* Listing:
........

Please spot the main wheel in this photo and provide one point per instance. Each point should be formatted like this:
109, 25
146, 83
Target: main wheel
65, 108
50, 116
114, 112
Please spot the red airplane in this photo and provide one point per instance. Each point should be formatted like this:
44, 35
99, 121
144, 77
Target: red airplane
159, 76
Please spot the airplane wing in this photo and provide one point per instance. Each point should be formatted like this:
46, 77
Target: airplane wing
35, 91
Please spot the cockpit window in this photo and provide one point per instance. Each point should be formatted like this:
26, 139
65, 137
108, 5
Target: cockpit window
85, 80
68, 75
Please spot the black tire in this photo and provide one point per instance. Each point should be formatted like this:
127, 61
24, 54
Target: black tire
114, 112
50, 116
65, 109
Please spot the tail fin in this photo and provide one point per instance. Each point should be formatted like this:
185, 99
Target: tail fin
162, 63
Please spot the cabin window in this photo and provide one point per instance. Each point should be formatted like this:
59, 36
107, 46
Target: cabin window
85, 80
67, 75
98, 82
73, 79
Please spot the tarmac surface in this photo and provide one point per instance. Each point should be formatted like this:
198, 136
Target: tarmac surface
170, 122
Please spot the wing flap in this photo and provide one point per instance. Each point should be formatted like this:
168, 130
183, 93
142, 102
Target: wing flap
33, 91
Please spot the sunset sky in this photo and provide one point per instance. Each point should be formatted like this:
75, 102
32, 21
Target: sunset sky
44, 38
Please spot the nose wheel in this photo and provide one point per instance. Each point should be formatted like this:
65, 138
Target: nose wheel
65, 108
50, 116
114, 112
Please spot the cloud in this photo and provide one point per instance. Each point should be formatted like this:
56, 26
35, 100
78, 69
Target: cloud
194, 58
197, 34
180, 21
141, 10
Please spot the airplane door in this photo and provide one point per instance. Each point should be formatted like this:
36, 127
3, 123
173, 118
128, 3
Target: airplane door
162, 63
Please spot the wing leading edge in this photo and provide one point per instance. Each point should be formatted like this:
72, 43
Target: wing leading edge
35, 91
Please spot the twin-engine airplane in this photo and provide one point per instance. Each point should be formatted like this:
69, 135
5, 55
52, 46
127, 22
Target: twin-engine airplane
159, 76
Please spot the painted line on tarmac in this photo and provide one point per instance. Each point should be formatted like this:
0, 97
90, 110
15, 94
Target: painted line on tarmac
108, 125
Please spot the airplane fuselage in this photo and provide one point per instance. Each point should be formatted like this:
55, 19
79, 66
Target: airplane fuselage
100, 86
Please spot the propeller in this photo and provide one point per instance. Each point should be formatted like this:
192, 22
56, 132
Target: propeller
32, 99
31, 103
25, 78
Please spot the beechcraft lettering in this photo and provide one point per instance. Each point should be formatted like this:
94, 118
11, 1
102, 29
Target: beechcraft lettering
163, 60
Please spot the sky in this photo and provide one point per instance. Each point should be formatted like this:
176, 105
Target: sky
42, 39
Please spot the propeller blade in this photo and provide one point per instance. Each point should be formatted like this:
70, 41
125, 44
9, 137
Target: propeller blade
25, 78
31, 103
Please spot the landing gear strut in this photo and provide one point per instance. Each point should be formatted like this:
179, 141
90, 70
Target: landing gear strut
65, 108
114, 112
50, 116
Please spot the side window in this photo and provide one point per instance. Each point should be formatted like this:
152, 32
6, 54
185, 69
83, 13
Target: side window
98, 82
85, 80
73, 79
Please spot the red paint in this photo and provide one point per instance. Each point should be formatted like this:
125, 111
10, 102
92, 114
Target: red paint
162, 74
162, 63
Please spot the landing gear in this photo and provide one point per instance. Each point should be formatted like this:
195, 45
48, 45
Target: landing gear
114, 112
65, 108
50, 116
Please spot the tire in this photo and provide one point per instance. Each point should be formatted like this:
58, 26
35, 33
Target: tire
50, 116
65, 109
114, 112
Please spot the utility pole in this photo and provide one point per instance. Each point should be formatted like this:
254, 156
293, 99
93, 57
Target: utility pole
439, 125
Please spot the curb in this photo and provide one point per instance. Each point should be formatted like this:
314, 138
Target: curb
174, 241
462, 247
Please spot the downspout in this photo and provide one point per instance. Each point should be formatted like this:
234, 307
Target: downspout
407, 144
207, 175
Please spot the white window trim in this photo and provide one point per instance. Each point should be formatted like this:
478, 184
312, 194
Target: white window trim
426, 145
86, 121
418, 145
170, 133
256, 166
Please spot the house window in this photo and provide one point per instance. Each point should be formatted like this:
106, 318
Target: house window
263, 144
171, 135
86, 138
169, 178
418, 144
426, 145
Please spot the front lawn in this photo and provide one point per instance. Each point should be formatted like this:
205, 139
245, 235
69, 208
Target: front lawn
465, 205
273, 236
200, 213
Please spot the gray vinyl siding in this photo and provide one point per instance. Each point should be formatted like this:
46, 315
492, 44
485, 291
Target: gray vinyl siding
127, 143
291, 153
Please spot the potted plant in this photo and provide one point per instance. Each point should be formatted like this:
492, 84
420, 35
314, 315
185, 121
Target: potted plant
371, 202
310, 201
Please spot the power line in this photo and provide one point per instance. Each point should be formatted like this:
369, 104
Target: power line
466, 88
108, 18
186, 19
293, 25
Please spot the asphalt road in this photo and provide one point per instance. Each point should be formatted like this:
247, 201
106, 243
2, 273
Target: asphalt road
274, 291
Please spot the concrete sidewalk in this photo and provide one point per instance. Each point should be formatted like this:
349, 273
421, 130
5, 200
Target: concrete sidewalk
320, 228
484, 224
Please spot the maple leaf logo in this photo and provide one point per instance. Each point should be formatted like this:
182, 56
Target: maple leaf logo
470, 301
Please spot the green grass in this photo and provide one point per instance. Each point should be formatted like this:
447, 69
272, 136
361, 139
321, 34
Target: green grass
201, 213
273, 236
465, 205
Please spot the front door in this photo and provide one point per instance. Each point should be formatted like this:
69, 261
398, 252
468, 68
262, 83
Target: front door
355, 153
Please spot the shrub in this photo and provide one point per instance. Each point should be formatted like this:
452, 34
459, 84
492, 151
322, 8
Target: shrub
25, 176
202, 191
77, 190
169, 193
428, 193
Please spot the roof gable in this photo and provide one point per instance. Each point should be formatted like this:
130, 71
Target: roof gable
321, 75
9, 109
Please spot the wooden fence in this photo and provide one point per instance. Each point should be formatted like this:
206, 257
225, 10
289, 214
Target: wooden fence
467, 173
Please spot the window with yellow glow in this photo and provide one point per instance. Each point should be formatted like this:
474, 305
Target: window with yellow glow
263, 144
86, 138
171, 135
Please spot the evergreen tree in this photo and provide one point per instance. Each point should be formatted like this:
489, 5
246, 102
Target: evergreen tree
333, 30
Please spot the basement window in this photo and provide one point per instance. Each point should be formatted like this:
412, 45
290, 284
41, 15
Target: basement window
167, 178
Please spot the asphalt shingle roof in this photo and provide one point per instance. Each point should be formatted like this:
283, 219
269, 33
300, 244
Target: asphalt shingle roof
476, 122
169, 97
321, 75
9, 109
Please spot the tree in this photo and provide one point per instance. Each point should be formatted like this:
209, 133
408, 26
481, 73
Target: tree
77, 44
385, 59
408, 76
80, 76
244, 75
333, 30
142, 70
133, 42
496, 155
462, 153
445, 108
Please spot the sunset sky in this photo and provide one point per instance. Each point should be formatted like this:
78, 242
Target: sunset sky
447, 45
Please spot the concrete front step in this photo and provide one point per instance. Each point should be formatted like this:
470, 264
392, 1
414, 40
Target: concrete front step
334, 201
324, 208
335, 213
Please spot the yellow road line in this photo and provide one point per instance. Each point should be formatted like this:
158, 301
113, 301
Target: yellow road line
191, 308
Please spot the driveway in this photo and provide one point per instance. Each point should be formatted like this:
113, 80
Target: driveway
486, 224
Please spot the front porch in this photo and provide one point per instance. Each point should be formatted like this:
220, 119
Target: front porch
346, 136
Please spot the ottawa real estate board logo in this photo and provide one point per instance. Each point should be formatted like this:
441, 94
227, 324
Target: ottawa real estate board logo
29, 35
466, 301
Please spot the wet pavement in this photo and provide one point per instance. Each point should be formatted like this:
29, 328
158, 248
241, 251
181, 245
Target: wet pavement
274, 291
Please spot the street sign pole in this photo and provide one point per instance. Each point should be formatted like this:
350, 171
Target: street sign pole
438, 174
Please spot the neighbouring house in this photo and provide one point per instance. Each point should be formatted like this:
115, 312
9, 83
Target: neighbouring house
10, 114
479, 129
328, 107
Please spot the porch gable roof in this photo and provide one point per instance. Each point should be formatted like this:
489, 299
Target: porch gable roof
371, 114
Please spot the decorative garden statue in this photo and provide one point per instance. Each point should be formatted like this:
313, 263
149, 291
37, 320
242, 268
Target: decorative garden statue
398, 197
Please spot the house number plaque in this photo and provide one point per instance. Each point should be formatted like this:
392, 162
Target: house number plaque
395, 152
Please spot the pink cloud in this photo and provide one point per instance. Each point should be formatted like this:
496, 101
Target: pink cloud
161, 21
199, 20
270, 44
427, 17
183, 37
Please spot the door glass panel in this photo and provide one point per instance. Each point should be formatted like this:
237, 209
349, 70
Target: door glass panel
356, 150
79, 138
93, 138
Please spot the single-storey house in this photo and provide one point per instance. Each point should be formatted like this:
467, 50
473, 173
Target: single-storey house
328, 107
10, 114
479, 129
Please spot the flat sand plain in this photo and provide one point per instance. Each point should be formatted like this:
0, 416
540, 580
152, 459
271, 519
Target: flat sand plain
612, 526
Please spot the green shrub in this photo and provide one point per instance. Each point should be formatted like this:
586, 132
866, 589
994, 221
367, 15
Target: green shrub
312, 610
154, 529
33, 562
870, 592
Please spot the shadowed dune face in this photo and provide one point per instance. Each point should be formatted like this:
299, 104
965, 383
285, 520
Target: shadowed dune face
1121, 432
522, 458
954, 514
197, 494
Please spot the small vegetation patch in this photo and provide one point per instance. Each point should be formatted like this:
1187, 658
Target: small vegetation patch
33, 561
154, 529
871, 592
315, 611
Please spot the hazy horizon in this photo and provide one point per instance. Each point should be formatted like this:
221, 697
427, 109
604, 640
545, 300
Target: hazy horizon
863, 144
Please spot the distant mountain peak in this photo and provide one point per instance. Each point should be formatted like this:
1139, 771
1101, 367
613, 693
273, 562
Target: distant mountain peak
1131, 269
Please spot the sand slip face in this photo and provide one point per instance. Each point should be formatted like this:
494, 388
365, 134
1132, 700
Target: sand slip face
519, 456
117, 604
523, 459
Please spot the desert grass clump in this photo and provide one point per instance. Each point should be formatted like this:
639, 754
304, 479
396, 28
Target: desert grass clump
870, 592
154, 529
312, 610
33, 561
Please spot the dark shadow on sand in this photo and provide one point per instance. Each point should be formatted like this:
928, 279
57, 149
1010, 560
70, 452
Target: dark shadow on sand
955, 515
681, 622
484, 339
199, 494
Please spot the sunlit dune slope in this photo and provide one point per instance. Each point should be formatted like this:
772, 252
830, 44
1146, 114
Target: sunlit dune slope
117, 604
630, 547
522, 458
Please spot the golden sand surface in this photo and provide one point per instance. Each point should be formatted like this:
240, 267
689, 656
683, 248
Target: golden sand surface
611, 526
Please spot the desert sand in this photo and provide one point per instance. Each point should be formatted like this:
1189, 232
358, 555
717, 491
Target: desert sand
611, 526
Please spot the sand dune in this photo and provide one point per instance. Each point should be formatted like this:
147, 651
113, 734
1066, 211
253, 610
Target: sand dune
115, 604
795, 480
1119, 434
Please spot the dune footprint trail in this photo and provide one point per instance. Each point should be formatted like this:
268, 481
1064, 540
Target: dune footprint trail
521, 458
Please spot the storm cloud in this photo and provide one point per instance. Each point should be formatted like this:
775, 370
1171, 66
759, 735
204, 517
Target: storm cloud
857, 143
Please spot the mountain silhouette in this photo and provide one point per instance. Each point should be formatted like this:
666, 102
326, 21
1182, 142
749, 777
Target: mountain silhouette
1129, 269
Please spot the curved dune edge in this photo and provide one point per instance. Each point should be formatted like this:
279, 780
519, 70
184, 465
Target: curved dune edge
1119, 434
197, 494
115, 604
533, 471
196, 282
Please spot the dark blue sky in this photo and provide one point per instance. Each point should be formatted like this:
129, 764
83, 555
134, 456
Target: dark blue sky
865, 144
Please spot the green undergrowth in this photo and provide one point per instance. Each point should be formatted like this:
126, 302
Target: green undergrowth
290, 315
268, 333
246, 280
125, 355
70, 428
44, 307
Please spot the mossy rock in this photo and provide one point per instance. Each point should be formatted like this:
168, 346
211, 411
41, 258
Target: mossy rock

........

* Prompt: Output the line containing "Please spot the storm" and all lines after it to the end of the records, exactly as given.

* Exercise solution:
Please spot the storm cloud in this photo and provide one point per instance. Each point should be formatted like this:
775, 370
1171, 66
759, 735
204, 517
Target: storm cloud
857, 143
Please spot the mountain silhouette in this photo and provide one point per instance. Each point should be formatted like this:
666, 102
326, 21
1182, 142
749, 777
Target: mountain silhouette
1129, 269
Please spot the curved dune edge in this photo and provide one point per instance. Each point should be formatted like this:
279, 780
519, 70
184, 465
Target: curved dune edge
1119, 434
197, 494
115, 604
533, 471
196, 282
Please spot the dark blue sky in this photo and provide one point per instance. Each point should be formatted like this:
129, 764
83, 555
134, 456
Target: dark blue sky
865, 144
Please spot the green undergrowth in this photo and provide one point per instance. Each point should be formatted like this:
126, 302
Target: green undergrowth
290, 315
268, 333
246, 280
125, 355
70, 428
44, 307
Please spot the mossy rock in this photo and provide one point per instance. Each point should be formatted like this:
168, 346
211, 411
41, 258
Target: mossy rock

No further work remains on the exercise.